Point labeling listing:
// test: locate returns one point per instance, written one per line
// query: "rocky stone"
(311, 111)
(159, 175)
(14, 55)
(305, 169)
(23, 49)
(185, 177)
==
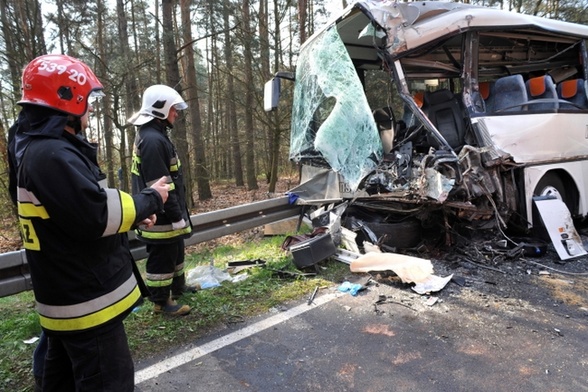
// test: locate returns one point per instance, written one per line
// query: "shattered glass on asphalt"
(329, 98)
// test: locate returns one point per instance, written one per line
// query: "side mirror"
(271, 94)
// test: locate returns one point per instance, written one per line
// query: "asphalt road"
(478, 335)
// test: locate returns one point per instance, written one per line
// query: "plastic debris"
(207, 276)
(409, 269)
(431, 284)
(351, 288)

**REQUIRED WORK**
Locate each line of the listing above that contains the string "query", and copy those lines out in full. Match case exactly.

**WRITTEN SOLUTION**
// query: "rocky stone"
// query: "shattered glass on asphalt"
// query: "side mirror"
// query: "asphalt road"
// query: "plastic debris"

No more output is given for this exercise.